● APPLY WHAT YOU READ
a - Transcribe the stretch of the development log from "-Migrating the item_categorization" through "for async calling." word for word.
b - According to the development log, why was the item_categorization service being migrated to ChromaDB? Answer in one to three sentences.
c - Continue the development log from the point where it stops.

  • Finished dockerfile for running faster-whisper microservice on l4t with cuda
  • Added chroma adapter to recycle methods

2025-2-27

Name Status
Diego
Gilberto
Ivan
Jocelyn
Leo L. 💻
Oscar 💻

Development:

  • Added the AddItem service into the task manager + the feature to add/query by metadata
  • Added scripts for setting the default sink and source in the pulseaudio server (setup.bash).

2025-2-20

Name Status
Diego
Gilberto
Ivan
Jocelyn
Leo L.
Oscar

Planning:

  • Backlog created in Github projects.

2025-2-13

Name Status
Diego
Gilberto
Ivan
Jocelyn 🔧
Leo L.
Oscar 🔧 📝 💻

Bug fixing:

  • OpenWakeWord in jetson orin (runtime)
  • OpenWakeWord installation

Development:

  • Docker image for jetson Orin
  • Docker compose for jetson orin

Documentation:

  • Added instructions for pulseaudio setup sink and source setup in the README.
  • Running HRI area for the demo.

2025-2-05

Name Status
Diego
Gilberto
Ivan
Jocelyn
Leo L. 💻
Oscar 🔧 🔄 📝

Development:

  • Add the embeddings to the DB only when needed (skip if cached).
  • Added params to node to control the embeddings to be added to the DB.
  • Integration of embeddings to subtask manager.

Refactoring:

  • Launchfiles for hri.
  • Added needed containers to general, hri docker-compose.

Documentation:

  • Updated HRI README for new docker-compose structure.

2025-1-27

Name Status
Diego
Gilberto
Ivan
Jocelyn
Leo L. 💻
Oscar

Development

-ChromaDB for embeddings query set up and working.

2025-1-22

Name Status
Diego
Gilberto 🔄
Ivan
Jocelyn
Leo L. 💻
Oscar

Development

-Migrating the item_categorization service to ChromaDB (vector database) for better performance and scalabilty.

Refactoring

  • Moved Speech To Text service to hear node and integrated callback groups for async calling.

2025-1-15

Name Status
Diego
Gilberto 🔄
Ivan 🔄
Jocelyn 💻
Leo L.
Oscar

Development:

  • Installed the nvidia container runtime on the Jetson Orin AGX through the SDK manager and tested the ollama container with the fine-tuned model using structured output, which worked.

● DATASET EXTRACT

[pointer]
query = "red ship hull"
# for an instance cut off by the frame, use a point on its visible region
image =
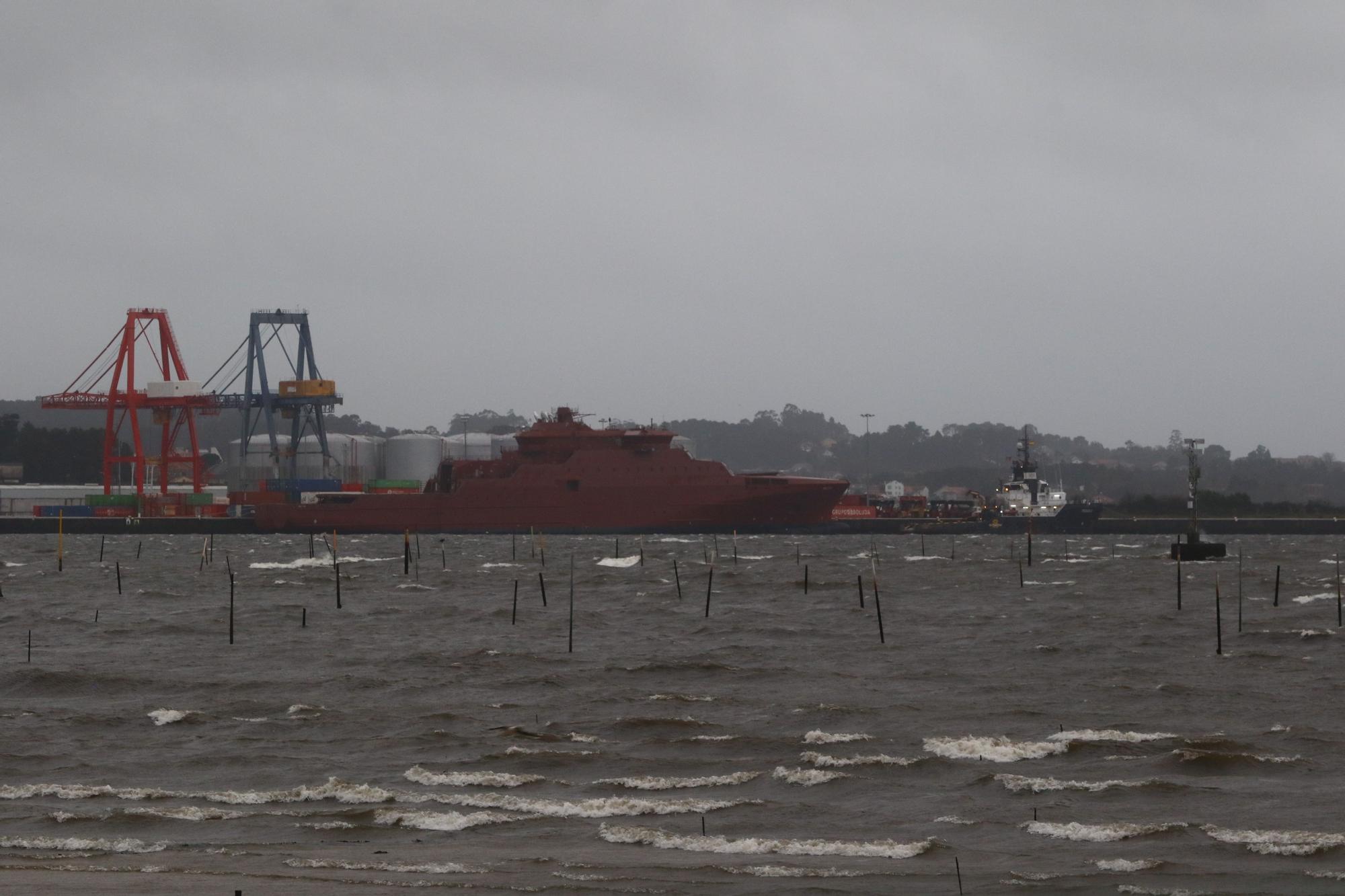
(570, 478)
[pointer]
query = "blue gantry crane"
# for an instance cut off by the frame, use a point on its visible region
(302, 396)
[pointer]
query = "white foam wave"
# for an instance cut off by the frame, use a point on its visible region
(997, 749)
(599, 807)
(81, 844)
(824, 760)
(649, 782)
(439, 821)
(761, 846)
(787, 870)
(1112, 733)
(1277, 842)
(428, 868)
(1126, 864)
(1098, 833)
(824, 737)
(469, 779)
(185, 813)
(319, 563)
(1017, 783)
(805, 776)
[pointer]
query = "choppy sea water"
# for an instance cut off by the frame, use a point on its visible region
(1077, 733)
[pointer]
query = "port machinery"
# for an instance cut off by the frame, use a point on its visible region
(108, 384)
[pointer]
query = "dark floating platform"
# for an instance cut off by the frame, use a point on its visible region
(1196, 549)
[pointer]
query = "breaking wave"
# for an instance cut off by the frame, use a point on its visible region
(1098, 833)
(999, 749)
(649, 782)
(761, 846)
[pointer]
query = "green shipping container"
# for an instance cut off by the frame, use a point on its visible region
(112, 501)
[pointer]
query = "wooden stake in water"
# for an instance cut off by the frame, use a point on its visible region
(1219, 622)
(878, 606)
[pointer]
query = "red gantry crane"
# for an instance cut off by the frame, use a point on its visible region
(170, 396)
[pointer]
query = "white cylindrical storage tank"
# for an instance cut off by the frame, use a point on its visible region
(414, 455)
(247, 474)
(471, 446)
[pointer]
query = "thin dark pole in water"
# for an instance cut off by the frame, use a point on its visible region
(878, 606)
(1339, 591)
(1219, 622)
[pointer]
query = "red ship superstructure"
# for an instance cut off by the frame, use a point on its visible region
(568, 477)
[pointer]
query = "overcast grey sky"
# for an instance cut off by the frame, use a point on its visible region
(1105, 218)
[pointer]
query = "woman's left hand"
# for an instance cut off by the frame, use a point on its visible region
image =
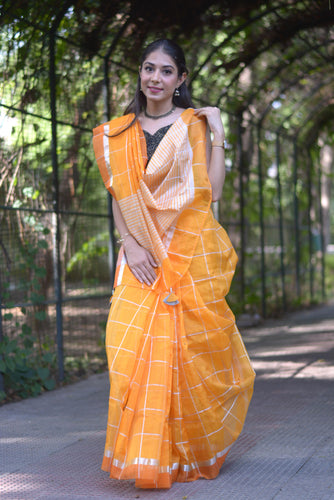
(212, 114)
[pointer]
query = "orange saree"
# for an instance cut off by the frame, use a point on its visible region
(180, 377)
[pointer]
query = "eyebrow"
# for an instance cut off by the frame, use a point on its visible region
(165, 66)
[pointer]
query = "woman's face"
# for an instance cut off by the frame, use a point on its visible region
(159, 77)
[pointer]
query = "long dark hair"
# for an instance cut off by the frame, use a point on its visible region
(172, 49)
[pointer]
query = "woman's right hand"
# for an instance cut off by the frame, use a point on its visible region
(140, 261)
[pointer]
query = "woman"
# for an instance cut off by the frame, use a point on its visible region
(180, 377)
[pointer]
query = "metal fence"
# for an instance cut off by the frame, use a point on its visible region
(57, 234)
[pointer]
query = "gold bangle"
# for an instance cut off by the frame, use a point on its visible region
(218, 144)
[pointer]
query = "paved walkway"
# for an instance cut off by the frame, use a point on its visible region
(51, 446)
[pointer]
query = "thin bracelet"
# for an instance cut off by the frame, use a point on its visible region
(122, 238)
(219, 144)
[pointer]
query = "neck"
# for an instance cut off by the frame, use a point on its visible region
(158, 108)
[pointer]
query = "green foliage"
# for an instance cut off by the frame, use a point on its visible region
(27, 362)
(26, 372)
(90, 250)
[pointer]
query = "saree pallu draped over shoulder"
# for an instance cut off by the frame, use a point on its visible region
(180, 377)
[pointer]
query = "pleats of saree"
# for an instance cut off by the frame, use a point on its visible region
(180, 376)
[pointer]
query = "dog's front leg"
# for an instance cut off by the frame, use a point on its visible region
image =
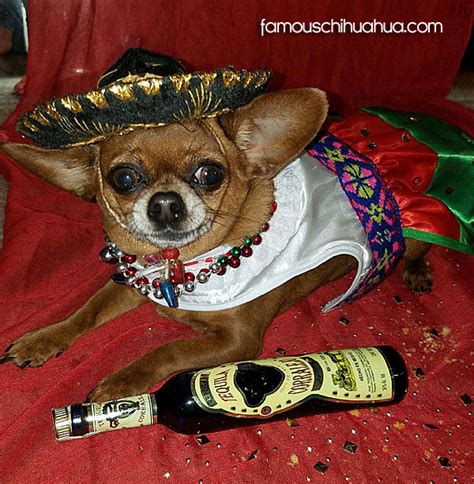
(37, 347)
(234, 339)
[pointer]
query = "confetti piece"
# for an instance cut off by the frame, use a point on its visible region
(253, 455)
(294, 461)
(203, 439)
(399, 425)
(444, 461)
(321, 467)
(419, 373)
(350, 447)
(445, 331)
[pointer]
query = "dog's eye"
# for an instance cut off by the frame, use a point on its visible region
(208, 176)
(125, 179)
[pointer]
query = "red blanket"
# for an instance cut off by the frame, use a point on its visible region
(50, 264)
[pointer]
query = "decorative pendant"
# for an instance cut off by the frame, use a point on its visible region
(164, 276)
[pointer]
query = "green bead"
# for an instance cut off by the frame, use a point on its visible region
(235, 251)
(223, 260)
(248, 241)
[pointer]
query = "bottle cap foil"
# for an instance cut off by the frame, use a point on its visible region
(62, 423)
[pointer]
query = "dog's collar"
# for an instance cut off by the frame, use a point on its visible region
(166, 276)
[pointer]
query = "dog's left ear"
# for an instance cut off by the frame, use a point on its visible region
(275, 127)
(70, 169)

● ANSWERS TO THE TASKS
a -
-Migrating the item_categorization service to ChromaDB (vector database) for better performance and scalabilty.

Refactoring

  • Moved Speech To Text service to hear node and integrated callback groups for async calling.

b - The service was moved to ChromaDB, a vector database, for better performance and scalability.

c -
  • Created ROS2 node that interacts with OpenWakeWord library for keyword spotting
  • Loaded models to hri project directory

Refactoring

  • Fixed hear and useful_audio ROS2 nodes.
  • Integrated with gRPC speech to text docker microservice.
  • Added functional speech launch file.
  • Migrated extract_data node
  • Migrated stop_listener node

2025-1-10

Name Status
Diego
Gilberto 🔄
Ivan
Jocelyn
Leo L.
Oscar 🔄

Refactoring:

  • nlp package setup in ROS 2.
  • Migrated command_interpreter.py node to ROS 2.
  • Migration of several speech nodes to ROS 2: hear.py, kws.py, respeaker.py, useful_audio.py.
  • Integration of some speech nodes to the speech launchfile.

2025-1-03

Name Status
Diego
Gilberto
Ivan
Jocelyn 💻 🔍
Leo L.
Oscar 💻 🔄 📝 🤝

Development:

  • Automatically download piper TTS models if not locally present (avoid committing heavy files).
  • Trained 3 different KWS models: "Frida", "Yes" and "No". Obtained both .onnx and .tflite files.
  • Generated 15GB worth of synthetic audio clips to obtain performance metrics.

Documentation:

  • Instructions on how to build HRI with docker compose.
  • HRI Tree structure.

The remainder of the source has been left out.